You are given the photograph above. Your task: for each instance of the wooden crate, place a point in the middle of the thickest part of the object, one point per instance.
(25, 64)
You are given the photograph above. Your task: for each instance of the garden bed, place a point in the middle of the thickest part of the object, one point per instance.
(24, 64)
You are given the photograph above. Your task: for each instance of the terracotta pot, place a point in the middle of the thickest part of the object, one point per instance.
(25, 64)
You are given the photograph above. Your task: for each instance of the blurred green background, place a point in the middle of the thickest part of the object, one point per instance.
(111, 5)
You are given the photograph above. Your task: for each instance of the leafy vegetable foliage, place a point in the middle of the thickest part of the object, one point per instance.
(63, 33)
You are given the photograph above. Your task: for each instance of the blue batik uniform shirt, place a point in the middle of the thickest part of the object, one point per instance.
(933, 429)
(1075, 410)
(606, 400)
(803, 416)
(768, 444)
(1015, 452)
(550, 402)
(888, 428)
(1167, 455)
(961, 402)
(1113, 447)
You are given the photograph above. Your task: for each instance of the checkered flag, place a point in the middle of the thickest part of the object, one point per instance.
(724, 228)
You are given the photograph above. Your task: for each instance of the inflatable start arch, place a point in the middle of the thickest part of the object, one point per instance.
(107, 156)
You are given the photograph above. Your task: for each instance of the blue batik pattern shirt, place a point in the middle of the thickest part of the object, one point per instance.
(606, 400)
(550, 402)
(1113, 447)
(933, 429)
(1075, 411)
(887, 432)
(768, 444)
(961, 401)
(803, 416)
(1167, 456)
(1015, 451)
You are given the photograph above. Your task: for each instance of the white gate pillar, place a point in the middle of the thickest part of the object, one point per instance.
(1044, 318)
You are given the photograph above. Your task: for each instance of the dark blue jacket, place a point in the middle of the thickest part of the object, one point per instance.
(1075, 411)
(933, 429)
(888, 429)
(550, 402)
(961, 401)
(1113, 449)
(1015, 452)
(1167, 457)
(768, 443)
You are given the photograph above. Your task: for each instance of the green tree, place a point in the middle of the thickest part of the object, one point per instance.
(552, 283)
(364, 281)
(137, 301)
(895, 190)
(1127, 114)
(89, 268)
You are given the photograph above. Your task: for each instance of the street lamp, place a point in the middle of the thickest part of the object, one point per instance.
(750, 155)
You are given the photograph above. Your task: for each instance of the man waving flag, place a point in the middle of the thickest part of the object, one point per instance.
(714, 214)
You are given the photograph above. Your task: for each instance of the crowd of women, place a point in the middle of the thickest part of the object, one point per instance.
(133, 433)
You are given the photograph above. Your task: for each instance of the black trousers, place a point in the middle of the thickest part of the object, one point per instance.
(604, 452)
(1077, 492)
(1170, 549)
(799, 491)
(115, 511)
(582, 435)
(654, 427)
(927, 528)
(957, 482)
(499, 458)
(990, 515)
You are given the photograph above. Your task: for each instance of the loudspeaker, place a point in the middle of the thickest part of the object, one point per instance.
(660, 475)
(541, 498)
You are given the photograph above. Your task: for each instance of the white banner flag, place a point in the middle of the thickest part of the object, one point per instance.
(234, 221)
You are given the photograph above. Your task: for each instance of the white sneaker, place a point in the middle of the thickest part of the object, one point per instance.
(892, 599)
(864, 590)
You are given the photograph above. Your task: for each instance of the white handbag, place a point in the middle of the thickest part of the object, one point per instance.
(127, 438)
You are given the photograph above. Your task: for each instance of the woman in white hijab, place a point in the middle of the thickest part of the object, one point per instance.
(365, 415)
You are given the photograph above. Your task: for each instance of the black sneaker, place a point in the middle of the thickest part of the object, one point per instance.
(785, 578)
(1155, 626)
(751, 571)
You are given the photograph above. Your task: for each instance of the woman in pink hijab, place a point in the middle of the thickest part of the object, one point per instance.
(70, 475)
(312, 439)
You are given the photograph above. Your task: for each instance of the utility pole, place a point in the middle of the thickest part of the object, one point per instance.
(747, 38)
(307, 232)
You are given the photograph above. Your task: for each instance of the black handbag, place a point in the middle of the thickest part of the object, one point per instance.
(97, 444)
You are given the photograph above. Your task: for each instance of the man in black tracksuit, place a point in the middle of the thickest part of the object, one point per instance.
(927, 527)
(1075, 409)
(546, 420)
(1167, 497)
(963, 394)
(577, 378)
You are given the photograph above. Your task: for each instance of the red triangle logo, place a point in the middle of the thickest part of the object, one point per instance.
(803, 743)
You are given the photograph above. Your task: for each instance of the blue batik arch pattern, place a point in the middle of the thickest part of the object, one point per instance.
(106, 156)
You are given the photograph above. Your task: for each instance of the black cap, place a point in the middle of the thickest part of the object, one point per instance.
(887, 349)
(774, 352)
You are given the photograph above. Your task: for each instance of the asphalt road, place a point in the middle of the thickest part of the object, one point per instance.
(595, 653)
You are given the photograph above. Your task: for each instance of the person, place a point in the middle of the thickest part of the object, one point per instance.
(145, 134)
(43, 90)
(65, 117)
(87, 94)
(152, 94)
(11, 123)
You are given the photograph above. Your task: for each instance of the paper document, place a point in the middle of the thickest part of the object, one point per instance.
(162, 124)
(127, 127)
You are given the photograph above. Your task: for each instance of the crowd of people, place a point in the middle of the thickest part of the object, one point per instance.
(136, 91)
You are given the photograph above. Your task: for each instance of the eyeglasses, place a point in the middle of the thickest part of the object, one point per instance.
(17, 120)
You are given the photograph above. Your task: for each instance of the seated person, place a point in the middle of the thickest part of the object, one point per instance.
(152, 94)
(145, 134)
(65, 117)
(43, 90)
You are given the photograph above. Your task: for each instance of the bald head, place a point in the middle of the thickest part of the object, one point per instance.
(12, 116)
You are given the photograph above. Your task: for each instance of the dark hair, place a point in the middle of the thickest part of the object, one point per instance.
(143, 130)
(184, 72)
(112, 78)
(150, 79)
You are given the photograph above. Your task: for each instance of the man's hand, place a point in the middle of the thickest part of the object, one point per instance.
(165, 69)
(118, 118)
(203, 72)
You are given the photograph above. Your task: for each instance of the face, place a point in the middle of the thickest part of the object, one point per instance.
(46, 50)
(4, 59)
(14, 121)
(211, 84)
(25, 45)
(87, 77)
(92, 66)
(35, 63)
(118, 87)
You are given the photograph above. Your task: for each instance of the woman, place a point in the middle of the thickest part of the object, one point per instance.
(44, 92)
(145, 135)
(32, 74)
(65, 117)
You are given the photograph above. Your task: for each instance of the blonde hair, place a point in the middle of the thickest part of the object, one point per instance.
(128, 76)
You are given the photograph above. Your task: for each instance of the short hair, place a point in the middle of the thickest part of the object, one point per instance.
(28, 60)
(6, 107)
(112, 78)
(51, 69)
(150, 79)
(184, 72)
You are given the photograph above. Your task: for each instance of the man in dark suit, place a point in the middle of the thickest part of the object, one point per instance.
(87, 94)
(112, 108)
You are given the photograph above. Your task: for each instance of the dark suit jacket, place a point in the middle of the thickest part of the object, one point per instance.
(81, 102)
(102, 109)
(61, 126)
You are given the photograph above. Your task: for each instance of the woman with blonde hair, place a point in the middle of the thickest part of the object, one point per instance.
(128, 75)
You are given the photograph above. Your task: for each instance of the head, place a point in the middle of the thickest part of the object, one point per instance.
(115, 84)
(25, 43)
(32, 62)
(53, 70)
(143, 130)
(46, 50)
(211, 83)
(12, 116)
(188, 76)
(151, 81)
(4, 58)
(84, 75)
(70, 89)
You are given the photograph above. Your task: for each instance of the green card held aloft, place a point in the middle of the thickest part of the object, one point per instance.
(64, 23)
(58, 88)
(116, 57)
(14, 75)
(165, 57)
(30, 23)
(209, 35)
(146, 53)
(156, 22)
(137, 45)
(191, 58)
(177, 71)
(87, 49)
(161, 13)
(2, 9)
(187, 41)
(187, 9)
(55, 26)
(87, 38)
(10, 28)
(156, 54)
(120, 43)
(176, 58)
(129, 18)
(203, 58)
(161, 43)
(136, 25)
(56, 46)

▶ Your objective
Beginning at the line that holds "the woman with", copy every line through the end of the entries exactly as given, and only those lines.

▶ Output of the exercise
You are given the photograph above. Your task: for each instance of the woman with blonde hair, place a point in the middle of the thickest part of the object, one point per instance.
(128, 75)
You are given the photograph above. Your task: for each instance of the head, place a point in the middle of the thickest part of the object, one point per instance.
(115, 84)
(25, 43)
(32, 62)
(53, 70)
(143, 130)
(46, 50)
(211, 83)
(12, 116)
(188, 76)
(151, 81)
(4, 58)
(84, 75)
(70, 89)
You are given the photograph above. Your task: for each instance of the green card held aloft, place a point in the middle of the thickest part of the object, one point per instance.
(64, 23)
(58, 88)
(116, 57)
(14, 75)
(165, 57)
(30, 23)
(209, 35)
(146, 53)
(156, 22)
(137, 45)
(191, 58)
(177, 71)
(87, 49)
(161, 13)
(2, 9)
(187, 41)
(187, 9)
(55, 26)
(87, 38)
(10, 28)
(156, 54)
(120, 43)
(176, 58)
(129, 18)
(203, 58)
(161, 43)
(136, 25)
(56, 46)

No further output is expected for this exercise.